• **Items listed in a dataset**:
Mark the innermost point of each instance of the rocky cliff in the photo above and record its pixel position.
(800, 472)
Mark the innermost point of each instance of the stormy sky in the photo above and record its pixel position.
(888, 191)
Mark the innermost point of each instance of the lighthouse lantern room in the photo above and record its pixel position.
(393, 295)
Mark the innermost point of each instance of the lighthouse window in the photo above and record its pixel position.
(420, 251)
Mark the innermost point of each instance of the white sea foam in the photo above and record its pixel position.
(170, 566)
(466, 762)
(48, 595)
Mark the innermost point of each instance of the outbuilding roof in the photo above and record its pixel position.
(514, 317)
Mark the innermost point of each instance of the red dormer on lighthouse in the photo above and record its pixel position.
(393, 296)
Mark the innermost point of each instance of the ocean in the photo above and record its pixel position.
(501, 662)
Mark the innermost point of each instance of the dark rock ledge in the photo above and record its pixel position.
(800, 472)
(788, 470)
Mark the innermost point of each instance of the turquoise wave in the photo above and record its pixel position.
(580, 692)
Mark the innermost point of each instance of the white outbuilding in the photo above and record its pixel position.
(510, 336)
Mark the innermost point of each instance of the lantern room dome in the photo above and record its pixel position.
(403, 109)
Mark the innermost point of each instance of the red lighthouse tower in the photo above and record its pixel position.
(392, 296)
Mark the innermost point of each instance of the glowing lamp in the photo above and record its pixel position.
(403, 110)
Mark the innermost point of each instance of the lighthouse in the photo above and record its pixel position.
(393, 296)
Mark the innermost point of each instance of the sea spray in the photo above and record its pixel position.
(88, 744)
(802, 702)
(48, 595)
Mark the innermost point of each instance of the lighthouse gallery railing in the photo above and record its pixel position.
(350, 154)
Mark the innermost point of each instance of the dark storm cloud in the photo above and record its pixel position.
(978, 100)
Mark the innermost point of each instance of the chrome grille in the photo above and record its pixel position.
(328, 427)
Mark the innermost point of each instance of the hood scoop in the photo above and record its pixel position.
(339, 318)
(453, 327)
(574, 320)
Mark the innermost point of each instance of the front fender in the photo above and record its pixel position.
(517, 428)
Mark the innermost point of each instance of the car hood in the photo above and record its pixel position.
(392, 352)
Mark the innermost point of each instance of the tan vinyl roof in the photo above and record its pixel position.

• **Directions for this task**:
Write out, exactly as given, the line containing "the lighthouse gallery" and every line after it to the end of the records. Include nothing else.

• **Task output**:
Mark the innermost point of each instance of the lighthouse gallery railing in the photo above and record its pixel position.
(350, 154)
Mark the innermost point of each instance of the dark storm cloud in the photo above and record its pixel position.
(978, 100)
Mark the innermost point of each instance of the chrome grille in the photo above and record its pixel position.
(328, 427)
Mark the innermost point of each instance of the hood scoop in the photo above and record its pixel position.
(339, 318)
(453, 327)
(574, 320)
Mark the innermost point of each instance of the front fender in the photo above and record its pixel position.
(517, 428)
Mark the innermost point of each instance of the car hood in the photo above and record its pixel position.
(392, 352)
Mark the innermost point of each instance of the tan vinyl roof in the photo above and record its pixel position.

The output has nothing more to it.